Problem to work on
Your answer must match the entries below word for word.

══ Supplied records

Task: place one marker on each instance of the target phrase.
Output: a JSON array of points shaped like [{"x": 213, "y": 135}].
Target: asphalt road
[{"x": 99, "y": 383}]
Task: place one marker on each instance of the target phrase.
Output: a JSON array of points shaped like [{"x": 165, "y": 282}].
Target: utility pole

════

Response below
Task: place one marker on each instance of the target phrase.
Output: a JSON array of points shaped like [{"x": 213, "y": 135}].
Target: asphalt road
[{"x": 99, "y": 383}]
Task: place one marker on each instance of the target phrase.
Output: a JSON array of points shaped like [{"x": 165, "y": 282}].
Target: utility pole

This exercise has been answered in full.